== Data excerpts

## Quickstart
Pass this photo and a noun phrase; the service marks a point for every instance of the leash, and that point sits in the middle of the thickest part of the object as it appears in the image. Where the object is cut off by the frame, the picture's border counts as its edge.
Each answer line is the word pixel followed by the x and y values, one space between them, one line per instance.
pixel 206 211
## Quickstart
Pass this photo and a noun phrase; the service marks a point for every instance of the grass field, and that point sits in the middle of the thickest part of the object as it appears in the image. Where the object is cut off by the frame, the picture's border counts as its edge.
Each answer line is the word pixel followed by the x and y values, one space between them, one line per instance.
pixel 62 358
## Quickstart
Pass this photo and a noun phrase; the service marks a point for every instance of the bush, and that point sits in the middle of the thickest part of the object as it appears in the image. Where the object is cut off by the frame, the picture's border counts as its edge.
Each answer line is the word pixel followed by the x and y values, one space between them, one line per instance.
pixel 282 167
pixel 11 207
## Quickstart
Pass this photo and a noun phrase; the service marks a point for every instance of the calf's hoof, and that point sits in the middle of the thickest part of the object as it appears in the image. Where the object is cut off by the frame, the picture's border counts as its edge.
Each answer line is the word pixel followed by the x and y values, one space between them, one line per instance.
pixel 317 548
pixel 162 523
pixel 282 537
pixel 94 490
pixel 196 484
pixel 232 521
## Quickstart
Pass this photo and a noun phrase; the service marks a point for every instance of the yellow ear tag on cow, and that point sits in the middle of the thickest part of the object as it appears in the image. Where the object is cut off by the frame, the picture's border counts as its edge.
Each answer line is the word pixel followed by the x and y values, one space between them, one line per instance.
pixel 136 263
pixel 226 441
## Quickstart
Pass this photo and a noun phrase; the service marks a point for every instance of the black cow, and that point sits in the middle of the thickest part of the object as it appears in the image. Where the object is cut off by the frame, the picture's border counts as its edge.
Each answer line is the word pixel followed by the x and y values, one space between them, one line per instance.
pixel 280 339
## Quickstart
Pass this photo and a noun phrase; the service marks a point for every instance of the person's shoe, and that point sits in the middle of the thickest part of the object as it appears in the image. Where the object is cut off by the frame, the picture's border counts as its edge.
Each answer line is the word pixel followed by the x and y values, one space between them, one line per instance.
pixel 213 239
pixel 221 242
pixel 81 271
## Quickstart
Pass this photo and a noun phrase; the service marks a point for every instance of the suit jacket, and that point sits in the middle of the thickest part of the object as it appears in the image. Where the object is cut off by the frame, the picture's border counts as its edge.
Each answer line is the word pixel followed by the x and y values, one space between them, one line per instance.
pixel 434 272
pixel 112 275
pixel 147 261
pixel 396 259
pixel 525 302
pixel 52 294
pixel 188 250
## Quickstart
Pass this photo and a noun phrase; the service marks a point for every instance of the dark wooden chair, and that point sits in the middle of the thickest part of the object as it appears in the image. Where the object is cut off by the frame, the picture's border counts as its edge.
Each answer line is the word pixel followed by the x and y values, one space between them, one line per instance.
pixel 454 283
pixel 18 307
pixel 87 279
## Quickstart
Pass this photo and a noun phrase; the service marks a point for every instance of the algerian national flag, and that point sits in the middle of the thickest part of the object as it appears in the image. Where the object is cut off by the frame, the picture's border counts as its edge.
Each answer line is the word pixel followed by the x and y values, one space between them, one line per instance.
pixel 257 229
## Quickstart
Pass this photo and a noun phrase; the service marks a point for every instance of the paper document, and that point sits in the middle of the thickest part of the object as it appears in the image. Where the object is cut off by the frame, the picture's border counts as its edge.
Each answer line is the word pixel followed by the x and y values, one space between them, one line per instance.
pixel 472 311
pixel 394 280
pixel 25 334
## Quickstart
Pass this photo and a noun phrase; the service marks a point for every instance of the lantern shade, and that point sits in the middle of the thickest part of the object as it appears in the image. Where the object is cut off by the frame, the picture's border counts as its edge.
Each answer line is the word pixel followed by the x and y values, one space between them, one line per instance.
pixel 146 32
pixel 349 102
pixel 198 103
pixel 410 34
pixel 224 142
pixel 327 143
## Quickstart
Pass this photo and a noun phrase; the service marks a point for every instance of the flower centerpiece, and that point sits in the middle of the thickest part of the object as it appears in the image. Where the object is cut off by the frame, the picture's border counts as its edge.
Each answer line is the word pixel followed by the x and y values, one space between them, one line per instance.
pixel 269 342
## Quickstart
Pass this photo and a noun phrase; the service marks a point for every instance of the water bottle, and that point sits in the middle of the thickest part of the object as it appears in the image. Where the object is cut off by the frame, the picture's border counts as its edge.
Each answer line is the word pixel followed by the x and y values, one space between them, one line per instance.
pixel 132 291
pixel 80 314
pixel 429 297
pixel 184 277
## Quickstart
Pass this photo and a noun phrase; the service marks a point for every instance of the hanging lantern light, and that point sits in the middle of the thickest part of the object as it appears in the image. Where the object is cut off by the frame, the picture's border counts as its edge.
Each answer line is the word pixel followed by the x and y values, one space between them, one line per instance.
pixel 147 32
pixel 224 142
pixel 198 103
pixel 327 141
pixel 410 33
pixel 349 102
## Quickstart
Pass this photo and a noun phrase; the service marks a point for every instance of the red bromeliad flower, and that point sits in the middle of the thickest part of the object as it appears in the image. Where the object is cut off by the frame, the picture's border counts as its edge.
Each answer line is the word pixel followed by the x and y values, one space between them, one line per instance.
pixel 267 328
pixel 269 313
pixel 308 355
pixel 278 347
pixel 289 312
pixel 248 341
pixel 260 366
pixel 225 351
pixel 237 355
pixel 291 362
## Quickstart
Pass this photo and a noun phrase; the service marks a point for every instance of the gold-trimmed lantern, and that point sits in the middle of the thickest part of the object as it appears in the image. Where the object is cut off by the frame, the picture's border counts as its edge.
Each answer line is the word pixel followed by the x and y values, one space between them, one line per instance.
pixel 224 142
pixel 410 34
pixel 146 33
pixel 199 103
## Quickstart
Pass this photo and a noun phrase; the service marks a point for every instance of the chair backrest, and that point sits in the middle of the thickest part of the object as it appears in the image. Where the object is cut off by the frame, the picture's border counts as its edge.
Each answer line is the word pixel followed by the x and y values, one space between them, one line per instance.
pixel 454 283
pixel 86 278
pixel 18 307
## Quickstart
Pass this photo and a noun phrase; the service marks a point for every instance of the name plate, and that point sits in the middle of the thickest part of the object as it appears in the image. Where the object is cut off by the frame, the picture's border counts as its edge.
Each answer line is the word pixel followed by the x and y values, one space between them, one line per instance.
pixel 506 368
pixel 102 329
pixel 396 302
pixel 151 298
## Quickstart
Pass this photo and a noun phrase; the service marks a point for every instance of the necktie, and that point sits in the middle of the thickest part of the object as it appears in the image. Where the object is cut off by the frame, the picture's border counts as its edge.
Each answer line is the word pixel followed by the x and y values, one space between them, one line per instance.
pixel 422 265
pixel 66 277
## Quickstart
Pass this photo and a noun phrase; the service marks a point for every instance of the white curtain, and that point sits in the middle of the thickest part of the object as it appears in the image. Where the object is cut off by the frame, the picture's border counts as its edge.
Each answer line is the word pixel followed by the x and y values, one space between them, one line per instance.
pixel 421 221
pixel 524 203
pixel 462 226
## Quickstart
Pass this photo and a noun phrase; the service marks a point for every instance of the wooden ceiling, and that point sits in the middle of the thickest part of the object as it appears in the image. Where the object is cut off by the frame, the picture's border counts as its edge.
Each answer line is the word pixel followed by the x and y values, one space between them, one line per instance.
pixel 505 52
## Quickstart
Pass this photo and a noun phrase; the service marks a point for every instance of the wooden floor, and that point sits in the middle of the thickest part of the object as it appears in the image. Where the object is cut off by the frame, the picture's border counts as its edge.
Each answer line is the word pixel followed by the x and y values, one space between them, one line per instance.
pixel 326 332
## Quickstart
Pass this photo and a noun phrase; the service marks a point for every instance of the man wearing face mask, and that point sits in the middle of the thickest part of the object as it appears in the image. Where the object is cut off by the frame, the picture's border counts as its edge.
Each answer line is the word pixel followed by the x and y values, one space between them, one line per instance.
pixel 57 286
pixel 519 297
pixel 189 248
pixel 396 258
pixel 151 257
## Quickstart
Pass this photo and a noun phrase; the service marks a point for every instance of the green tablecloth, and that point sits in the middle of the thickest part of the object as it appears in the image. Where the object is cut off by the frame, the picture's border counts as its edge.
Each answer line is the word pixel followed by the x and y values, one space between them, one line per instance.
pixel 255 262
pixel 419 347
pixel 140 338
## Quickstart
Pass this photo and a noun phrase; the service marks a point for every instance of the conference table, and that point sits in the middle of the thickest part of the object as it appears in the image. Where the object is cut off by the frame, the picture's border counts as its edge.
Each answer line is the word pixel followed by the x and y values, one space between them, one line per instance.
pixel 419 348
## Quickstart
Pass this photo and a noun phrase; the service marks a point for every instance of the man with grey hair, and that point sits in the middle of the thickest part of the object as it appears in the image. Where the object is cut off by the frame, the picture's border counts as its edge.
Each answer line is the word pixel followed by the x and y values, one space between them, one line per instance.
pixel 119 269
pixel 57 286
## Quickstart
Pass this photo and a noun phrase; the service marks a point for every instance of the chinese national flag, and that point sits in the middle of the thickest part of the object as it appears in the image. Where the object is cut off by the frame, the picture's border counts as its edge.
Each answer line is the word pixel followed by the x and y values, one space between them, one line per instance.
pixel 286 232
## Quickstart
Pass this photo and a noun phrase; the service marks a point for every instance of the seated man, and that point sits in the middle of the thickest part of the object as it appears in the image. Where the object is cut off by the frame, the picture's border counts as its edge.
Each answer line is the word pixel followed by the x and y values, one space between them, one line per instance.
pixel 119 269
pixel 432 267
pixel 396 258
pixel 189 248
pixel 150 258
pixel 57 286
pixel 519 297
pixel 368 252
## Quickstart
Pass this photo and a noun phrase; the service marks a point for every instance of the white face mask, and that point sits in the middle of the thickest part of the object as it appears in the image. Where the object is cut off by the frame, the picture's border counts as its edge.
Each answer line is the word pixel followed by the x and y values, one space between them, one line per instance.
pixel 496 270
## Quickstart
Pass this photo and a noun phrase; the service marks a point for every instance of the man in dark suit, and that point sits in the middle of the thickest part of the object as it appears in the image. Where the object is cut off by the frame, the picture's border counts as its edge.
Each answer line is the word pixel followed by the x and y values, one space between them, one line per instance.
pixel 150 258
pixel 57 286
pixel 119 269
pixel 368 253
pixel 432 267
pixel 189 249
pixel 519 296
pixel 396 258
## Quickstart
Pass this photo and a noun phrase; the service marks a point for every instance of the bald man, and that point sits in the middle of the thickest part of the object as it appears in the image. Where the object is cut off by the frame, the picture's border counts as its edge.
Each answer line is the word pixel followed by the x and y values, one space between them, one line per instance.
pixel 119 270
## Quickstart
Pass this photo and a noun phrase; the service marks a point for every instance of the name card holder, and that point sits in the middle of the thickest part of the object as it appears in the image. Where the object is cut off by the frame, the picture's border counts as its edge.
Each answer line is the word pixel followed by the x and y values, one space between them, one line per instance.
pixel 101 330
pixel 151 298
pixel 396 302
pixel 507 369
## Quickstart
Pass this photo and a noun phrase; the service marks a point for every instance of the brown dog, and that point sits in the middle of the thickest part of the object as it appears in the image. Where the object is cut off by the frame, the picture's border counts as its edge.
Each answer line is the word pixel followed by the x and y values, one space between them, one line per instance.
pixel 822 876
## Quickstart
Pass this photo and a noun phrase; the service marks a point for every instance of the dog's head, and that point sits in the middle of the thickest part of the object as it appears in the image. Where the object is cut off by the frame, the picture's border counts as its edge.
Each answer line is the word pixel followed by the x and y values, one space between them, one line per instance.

====

» Task requirements:
Would you output, from the records above, exactly the run of lines that starts at the line containing "the white face" and ends at the line containing "of the bald", and only that run?

» Reply:
Pass this photo and a noun phrase; the service marks a point for every instance of the white face mask, and that point sits in the middle of the thickest part of the object as it appears in the image. Where the object is cut off by the frame, the picture's border counts as its edge.
Each answer line is the word pixel followed by the x and y values, one space between them, one line per instance.
pixel 496 270
## Quickstart
Pass this photo and a noun phrase; the service marks a point for every instance of the man in dark suit, and that point sits in the middle of the thickest part of the object as it appears in the image. Where the object is cut off by the frame, the picture's border counts as its edge.
Each answer line is the word pixel followed by the x and y values, one space between them, one line per instance.
pixel 150 258
pixel 57 286
pixel 119 269
pixel 368 253
pixel 432 267
pixel 189 249
pixel 519 296
pixel 396 258
## Quickstart
Pass this photo and a noun phrase; the service marks a point for every instance of the bald man, and that point sits in the middle of the thickest part of the object as it appears in the image. Where the object is cut off by the frame, the picture's border counts as its edge.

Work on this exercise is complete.